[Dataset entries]
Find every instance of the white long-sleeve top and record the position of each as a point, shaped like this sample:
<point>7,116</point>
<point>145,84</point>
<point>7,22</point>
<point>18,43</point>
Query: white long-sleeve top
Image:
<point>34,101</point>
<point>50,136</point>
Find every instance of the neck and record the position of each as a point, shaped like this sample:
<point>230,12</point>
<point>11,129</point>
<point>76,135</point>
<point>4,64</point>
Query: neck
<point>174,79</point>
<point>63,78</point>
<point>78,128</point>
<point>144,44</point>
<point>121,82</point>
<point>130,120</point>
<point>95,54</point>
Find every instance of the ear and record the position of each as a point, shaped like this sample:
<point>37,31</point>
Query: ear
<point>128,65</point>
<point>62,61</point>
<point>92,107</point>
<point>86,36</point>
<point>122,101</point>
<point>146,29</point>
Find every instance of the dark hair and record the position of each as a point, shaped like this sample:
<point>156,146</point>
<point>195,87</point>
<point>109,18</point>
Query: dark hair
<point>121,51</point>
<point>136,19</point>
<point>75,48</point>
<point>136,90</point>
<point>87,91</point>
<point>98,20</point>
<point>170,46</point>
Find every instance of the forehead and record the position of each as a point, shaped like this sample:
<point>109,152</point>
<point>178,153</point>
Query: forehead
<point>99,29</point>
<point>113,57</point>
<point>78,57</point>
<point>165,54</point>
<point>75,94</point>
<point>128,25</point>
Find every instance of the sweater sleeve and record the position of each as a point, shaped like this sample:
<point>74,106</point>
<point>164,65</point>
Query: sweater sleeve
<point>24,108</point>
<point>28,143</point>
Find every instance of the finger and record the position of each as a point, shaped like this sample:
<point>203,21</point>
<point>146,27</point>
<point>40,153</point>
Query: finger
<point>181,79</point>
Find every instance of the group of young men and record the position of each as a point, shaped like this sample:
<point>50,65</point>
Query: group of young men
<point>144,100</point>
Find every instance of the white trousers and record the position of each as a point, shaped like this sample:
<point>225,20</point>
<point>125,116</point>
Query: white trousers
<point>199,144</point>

YOUR OBJECTIVE: Nothing in the data may be left out; copy every line exactly.

OUTPUT OF THE EXERCISE:
Find every instance of the white long-sleeve top and record the position of each as a point, shaped like this sample:
<point>7,116</point>
<point>145,84</point>
<point>7,22</point>
<point>18,43</point>
Query: white long-sleeve top
Image:
<point>34,101</point>
<point>50,136</point>
Find every instance of the neck and record the position of each as a point, shaped like this sample:
<point>230,12</point>
<point>11,129</point>
<point>76,135</point>
<point>4,64</point>
Query: neck
<point>174,79</point>
<point>63,78</point>
<point>78,128</point>
<point>144,44</point>
<point>121,82</point>
<point>130,120</point>
<point>95,54</point>
Find every instance of the ear and record the position of each as a point, shaped like this sample:
<point>37,31</point>
Query: ear
<point>128,65</point>
<point>62,61</point>
<point>92,107</point>
<point>86,36</point>
<point>122,101</point>
<point>146,29</point>
Find every instance of the dark hair and record the position of each as a point, shaped like this sample:
<point>156,146</point>
<point>195,87</point>
<point>109,18</point>
Query: dark hair
<point>121,51</point>
<point>136,19</point>
<point>75,48</point>
<point>136,90</point>
<point>87,91</point>
<point>98,20</point>
<point>170,46</point>
Find every instance of the forehead and record the position of each as a point, shaped like this sample:
<point>109,152</point>
<point>178,153</point>
Query: forehead
<point>99,29</point>
<point>113,57</point>
<point>78,57</point>
<point>165,54</point>
<point>75,94</point>
<point>128,25</point>
Find every instance of the sweater sleeve and record the position of each as a point, shaped like this sample:
<point>74,106</point>
<point>164,65</point>
Query: sweater sleeve
<point>24,108</point>
<point>28,143</point>
Find every instance of the finger and record the position of each as a point, shaped like this sample:
<point>203,21</point>
<point>146,27</point>
<point>40,153</point>
Query: finger
<point>181,79</point>
Find every instance of the group of young men and record the position of each as a point, shaped like this sample:
<point>50,65</point>
Query: group of young men
<point>144,100</point>
Find every instance of the white trousers and record the position of each as a point, shaped like this sample:
<point>225,20</point>
<point>125,116</point>
Query: white trousers
<point>199,144</point>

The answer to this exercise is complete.